**What is asked**: Where the line holding "A point belongs on each instance of the egret with" appears, start copying, and continue exactly through the last line of the listing, skipping pictures.

**Data supplied**:
........

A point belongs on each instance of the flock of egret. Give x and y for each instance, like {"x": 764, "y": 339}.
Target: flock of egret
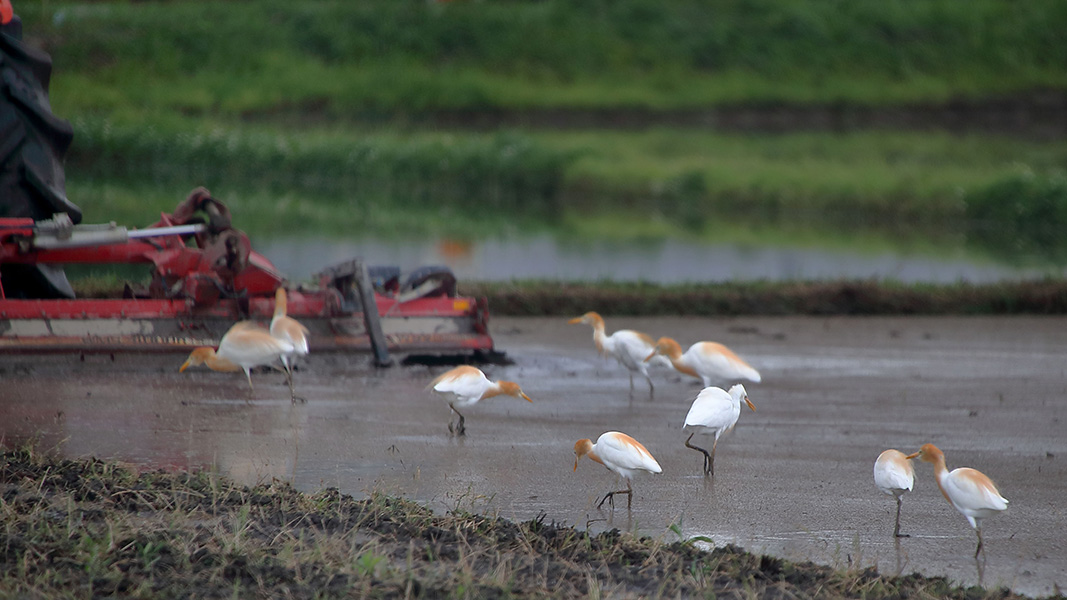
{"x": 714, "y": 411}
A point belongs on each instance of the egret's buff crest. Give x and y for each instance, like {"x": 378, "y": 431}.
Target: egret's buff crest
{"x": 969, "y": 491}
{"x": 465, "y": 385}
{"x": 625, "y": 345}
{"x": 620, "y": 454}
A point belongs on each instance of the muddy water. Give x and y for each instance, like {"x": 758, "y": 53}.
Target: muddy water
{"x": 666, "y": 262}
{"x": 793, "y": 479}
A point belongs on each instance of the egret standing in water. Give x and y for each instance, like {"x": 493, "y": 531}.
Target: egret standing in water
{"x": 894, "y": 475}
{"x": 244, "y": 346}
{"x": 968, "y": 490}
{"x": 620, "y": 454}
{"x": 709, "y": 361}
{"x": 626, "y": 346}
{"x": 288, "y": 329}
{"x": 715, "y": 411}
{"x": 465, "y": 385}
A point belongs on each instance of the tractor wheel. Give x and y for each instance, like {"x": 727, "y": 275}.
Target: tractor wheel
{"x": 32, "y": 145}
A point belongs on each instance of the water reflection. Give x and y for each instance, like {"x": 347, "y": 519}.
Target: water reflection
{"x": 666, "y": 262}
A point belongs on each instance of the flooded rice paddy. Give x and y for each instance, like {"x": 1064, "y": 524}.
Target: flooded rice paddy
{"x": 667, "y": 262}
{"x": 793, "y": 479}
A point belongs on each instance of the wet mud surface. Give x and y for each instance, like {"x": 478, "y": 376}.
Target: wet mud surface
{"x": 793, "y": 479}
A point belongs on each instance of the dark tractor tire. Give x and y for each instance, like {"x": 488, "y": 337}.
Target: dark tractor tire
{"x": 33, "y": 143}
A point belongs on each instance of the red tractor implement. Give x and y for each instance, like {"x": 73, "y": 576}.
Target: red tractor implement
{"x": 205, "y": 277}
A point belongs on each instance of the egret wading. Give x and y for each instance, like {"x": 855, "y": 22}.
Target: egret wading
{"x": 715, "y": 412}
{"x": 894, "y": 475}
{"x": 244, "y": 346}
{"x": 709, "y": 361}
{"x": 626, "y": 346}
{"x": 620, "y": 454}
{"x": 968, "y": 490}
{"x": 288, "y": 329}
{"x": 465, "y": 385}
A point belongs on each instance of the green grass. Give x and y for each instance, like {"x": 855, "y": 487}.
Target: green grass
{"x": 312, "y": 117}
{"x": 622, "y": 185}
{"x": 89, "y": 529}
{"x": 571, "y": 299}
{"x": 341, "y": 59}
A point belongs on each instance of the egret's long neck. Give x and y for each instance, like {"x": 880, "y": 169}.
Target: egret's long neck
{"x": 592, "y": 455}
{"x": 600, "y": 338}
{"x": 493, "y": 390}
{"x": 281, "y": 303}
{"x": 218, "y": 363}
{"x": 682, "y": 365}
{"x": 941, "y": 473}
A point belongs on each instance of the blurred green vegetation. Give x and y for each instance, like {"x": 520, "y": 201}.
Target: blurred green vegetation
{"x": 338, "y": 58}
{"x": 325, "y": 116}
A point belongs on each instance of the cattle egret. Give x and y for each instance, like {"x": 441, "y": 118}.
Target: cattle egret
{"x": 621, "y": 455}
{"x": 464, "y": 385}
{"x": 288, "y": 329}
{"x": 243, "y": 347}
{"x": 626, "y": 346}
{"x": 709, "y": 361}
{"x": 894, "y": 475}
{"x": 968, "y": 490}
{"x": 715, "y": 411}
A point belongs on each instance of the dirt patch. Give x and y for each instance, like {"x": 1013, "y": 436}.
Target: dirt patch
{"x": 88, "y": 529}
{"x": 1047, "y": 297}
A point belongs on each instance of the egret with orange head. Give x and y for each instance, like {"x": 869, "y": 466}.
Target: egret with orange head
{"x": 715, "y": 411}
{"x": 709, "y": 361}
{"x": 626, "y": 346}
{"x": 894, "y": 475}
{"x": 620, "y": 454}
{"x": 244, "y": 346}
{"x": 465, "y": 385}
{"x": 288, "y": 329}
{"x": 968, "y": 490}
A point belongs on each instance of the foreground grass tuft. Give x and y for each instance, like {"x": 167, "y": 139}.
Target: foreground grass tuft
{"x": 80, "y": 529}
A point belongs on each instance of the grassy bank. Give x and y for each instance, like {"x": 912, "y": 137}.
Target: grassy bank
{"x": 1007, "y": 196}
{"x": 339, "y": 60}
{"x": 91, "y": 529}
{"x": 328, "y": 116}
{"x": 762, "y": 298}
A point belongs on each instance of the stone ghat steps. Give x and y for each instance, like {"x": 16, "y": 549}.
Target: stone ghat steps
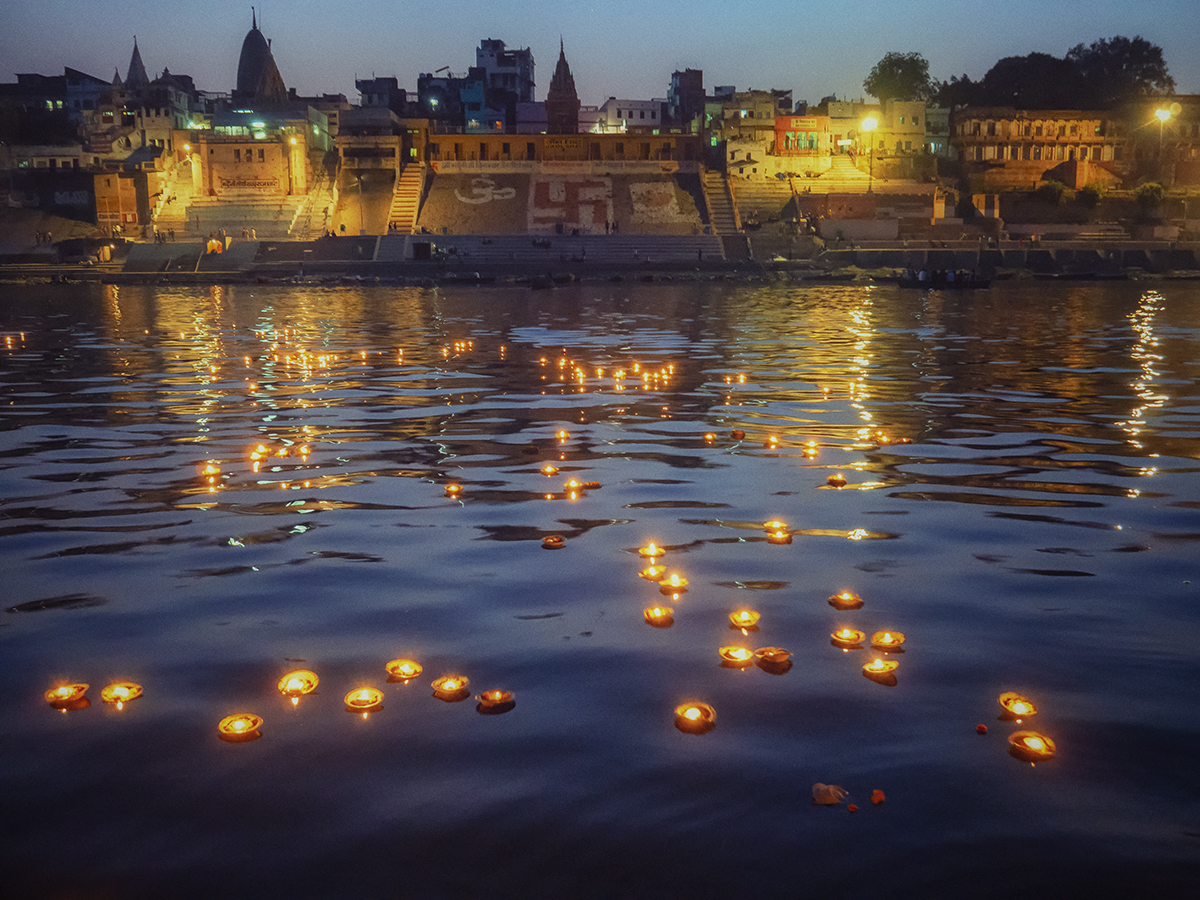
{"x": 501, "y": 249}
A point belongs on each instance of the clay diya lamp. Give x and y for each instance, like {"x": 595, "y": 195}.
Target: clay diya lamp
{"x": 736, "y": 657}
{"x": 120, "y": 693}
{"x": 881, "y": 672}
{"x": 659, "y": 616}
{"x": 673, "y": 585}
{"x": 240, "y": 727}
{"x": 403, "y": 670}
{"x": 847, "y": 639}
{"x": 495, "y": 702}
{"x": 774, "y": 660}
{"x": 69, "y": 696}
{"x": 653, "y": 573}
{"x": 1015, "y": 707}
{"x": 745, "y": 619}
{"x": 451, "y": 689}
{"x": 888, "y": 641}
{"x": 364, "y": 700}
{"x": 1031, "y": 747}
{"x": 695, "y": 718}
{"x": 297, "y": 684}
{"x": 846, "y": 600}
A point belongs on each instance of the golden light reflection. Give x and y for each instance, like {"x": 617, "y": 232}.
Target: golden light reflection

........

**Answer to the exercise**:
A point belongs on each instance of the egret with orange head. Give x and y for each instance, like {"x": 869, "y": 466}.
Target: egret with orange head
{"x": 715, "y": 411}
{"x": 709, "y": 361}
{"x": 626, "y": 346}
{"x": 894, "y": 475}
{"x": 620, "y": 454}
{"x": 244, "y": 346}
{"x": 465, "y": 385}
{"x": 288, "y": 329}
{"x": 968, "y": 490}
A point belongs on each instance of the foreground grass tuft. Give x and y for each instance, like {"x": 167, "y": 139}.
Target: foreground grass tuft
{"x": 80, "y": 529}
A point belongs on each instance of the grassy bank. Give x and y for each instance, like {"x": 912, "y": 137}.
Target: grassy bank
{"x": 1007, "y": 196}
{"x": 339, "y": 60}
{"x": 91, "y": 529}
{"x": 328, "y": 116}
{"x": 762, "y": 298}
A point belongs on each instance of the stone ghat steps. Give x and y for each instance, like {"x": 16, "y": 549}.
Target: stone ghat steps
{"x": 501, "y": 249}
A point belongs on each instance of the clay diya lamp. Give x and y for each instance, like {"x": 595, "y": 195}.
Target: clay diya lamp
{"x": 736, "y": 657}
{"x": 120, "y": 693}
{"x": 881, "y": 672}
{"x": 659, "y": 616}
{"x": 673, "y": 585}
{"x": 240, "y": 727}
{"x": 403, "y": 670}
{"x": 847, "y": 639}
{"x": 495, "y": 702}
{"x": 774, "y": 660}
{"x": 69, "y": 696}
{"x": 653, "y": 573}
{"x": 1015, "y": 707}
{"x": 745, "y": 619}
{"x": 451, "y": 689}
{"x": 888, "y": 641}
{"x": 364, "y": 700}
{"x": 1031, "y": 747}
{"x": 695, "y": 718}
{"x": 297, "y": 684}
{"x": 846, "y": 600}
A point belongs on each instance of the golden light reflection. Give x and y for each instance, like {"x": 617, "y": 232}.
Target: golden light reflection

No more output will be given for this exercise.